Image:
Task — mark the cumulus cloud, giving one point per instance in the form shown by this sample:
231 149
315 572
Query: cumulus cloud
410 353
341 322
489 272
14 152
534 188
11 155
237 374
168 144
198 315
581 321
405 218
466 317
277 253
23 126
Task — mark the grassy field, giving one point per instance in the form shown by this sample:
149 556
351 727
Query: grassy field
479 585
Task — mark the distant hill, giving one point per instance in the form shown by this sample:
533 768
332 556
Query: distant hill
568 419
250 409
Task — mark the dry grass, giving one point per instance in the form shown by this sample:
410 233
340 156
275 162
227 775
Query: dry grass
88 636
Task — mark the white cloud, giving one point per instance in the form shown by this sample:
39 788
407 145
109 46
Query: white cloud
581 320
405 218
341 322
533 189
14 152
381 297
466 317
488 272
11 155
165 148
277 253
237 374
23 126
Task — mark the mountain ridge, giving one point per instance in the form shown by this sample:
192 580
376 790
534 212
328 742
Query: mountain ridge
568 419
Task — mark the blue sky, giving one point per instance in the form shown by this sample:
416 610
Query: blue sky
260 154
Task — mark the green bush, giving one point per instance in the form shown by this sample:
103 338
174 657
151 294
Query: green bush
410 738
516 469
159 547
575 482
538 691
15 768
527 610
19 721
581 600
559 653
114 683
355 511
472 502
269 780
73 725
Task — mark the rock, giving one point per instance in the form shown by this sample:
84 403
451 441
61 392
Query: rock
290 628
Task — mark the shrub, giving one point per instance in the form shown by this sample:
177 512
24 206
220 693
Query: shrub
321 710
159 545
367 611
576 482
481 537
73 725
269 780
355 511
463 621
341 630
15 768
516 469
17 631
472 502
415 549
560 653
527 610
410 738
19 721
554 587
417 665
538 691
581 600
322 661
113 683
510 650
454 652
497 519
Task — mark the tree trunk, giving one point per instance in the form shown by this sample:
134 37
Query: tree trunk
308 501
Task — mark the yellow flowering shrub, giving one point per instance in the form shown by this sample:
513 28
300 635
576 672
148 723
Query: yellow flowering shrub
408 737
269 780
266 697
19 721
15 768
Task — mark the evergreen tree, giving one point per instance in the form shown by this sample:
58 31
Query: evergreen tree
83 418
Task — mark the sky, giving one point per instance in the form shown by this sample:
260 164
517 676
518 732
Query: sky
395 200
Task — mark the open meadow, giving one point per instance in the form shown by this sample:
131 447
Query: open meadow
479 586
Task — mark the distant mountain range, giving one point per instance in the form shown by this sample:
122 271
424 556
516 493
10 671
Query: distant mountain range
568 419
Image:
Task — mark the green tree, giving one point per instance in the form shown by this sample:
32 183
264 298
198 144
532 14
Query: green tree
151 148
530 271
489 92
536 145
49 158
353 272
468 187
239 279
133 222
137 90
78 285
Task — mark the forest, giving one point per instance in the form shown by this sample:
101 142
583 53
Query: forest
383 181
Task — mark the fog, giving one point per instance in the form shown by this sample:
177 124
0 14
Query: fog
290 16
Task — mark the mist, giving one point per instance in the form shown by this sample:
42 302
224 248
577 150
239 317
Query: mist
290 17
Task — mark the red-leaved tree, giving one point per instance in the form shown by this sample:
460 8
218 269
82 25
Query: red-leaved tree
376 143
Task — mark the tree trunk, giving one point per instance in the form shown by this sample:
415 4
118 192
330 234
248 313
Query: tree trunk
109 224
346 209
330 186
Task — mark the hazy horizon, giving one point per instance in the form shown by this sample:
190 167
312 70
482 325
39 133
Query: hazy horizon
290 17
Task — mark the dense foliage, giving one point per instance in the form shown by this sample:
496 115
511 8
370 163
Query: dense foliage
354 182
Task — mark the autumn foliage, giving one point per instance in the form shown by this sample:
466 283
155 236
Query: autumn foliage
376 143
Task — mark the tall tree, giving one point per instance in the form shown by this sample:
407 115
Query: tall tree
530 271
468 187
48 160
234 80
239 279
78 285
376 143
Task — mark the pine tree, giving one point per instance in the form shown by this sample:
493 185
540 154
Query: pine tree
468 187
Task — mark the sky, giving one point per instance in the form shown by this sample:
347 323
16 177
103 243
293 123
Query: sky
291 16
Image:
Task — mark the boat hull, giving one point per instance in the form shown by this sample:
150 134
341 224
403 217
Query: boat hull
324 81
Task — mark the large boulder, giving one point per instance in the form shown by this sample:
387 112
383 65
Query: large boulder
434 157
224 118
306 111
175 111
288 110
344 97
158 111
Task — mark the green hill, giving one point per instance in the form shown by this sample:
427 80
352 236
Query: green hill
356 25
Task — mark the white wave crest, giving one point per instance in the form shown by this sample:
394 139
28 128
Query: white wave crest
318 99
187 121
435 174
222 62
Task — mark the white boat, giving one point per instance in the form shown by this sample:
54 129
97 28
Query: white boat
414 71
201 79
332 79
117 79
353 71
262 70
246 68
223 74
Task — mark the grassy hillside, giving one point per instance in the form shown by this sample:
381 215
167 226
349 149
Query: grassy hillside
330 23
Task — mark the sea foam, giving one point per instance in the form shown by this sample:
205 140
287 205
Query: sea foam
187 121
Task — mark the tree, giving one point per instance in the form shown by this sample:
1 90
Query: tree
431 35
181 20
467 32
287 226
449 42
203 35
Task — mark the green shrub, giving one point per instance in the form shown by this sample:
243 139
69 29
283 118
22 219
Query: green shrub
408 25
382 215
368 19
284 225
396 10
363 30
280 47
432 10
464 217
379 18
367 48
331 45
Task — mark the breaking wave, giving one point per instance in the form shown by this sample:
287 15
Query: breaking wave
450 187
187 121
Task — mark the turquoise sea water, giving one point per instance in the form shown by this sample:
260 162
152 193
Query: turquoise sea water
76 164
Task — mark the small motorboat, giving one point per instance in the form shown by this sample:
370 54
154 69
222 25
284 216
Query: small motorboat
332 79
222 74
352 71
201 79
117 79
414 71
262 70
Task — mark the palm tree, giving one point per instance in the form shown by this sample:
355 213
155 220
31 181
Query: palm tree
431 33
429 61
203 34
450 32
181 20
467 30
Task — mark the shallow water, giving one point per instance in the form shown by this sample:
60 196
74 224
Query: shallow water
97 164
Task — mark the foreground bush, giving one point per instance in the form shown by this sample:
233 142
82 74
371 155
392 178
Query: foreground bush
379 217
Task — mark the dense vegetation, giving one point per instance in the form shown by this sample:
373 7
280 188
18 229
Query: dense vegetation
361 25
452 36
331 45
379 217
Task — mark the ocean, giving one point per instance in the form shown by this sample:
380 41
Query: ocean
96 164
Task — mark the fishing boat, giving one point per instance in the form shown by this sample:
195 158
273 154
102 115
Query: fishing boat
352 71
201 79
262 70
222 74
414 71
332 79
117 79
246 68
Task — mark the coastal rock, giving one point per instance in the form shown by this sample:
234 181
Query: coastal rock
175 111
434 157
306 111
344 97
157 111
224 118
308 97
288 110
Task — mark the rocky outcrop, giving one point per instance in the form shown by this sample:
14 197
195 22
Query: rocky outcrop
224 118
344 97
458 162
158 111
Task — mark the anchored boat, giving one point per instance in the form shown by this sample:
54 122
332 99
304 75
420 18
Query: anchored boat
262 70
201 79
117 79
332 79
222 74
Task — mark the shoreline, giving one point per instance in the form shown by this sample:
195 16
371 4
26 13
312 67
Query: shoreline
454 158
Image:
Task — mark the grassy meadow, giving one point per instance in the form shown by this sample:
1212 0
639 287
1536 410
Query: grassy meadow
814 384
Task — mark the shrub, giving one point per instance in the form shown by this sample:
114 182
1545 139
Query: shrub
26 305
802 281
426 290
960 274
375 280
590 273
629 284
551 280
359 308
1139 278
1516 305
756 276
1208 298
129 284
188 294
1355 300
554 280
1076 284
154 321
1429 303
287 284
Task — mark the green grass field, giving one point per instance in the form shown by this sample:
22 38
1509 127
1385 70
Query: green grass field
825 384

──────────────────────────────

### [Work task]
I would like you to restate word for word the lines from the one with "Query: dense vegetation" through the last line of the material above, and only those.

### [Solution]
Query: dense vegetation
361 25
452 36
331 45
379 217
Task — mark the ocean, giving one point per instance in the form shown by this sample:
380 41
Query: ocean
96 164
Task — mark the fishing boat, giving one point per instance in the form shown by this sample:
195 158
273 154
102 115
Query: fishing boat
352 71
201 79
262 70
222 74
414 71
332 79
117 79
246 68
Task — mark the coastal rock, giving one point per instance in the form shown by this sample:
234 181
Query: coastal rock
175 111
434 157
306 111
344 97
157 111
224 118
308 97
288 110
Task — mark the rocky outcrop, giving one point per instance in the form shown by this sample:
14 197
195 22
Query: rocky outcrop
224 118
344 97
458 162
158 111
Task — mark the anchored boat, giving one point per instance in the form shown by this sample:
54 122
332 99
304 75
420 18
Query: anchored boat
262 70
201 79
117 79
332 79
222 74
Task — mark the shoreline, giving one point per instance in the form shown by this sample:
195 16
371 4
26 13
312 67
Query: shoreline
454 158
Image:
Task — mark the grassy meadow, giving one point per instance in the form shown by this sample:
1212 0
639 287
1536 410
Query: grassy meadow
814 384
Task — mark the shrub, giving one point per instance in the form shown by this sample:
114 182
1545 139
Query: shrub
26 305
802 281
426 290
960 274
375 280
590 273
629 284
551 280
359 308
1139 278
1516 305
756 276
1208 298
129 284
188 294
1355 300
554 280
1076 284
154 321
1429 303
287 284
Task — mark the green grass field, giving one point per instance in the form shown by this sample:
22 38
1509 127
1385 70
Query: green grass field
825 384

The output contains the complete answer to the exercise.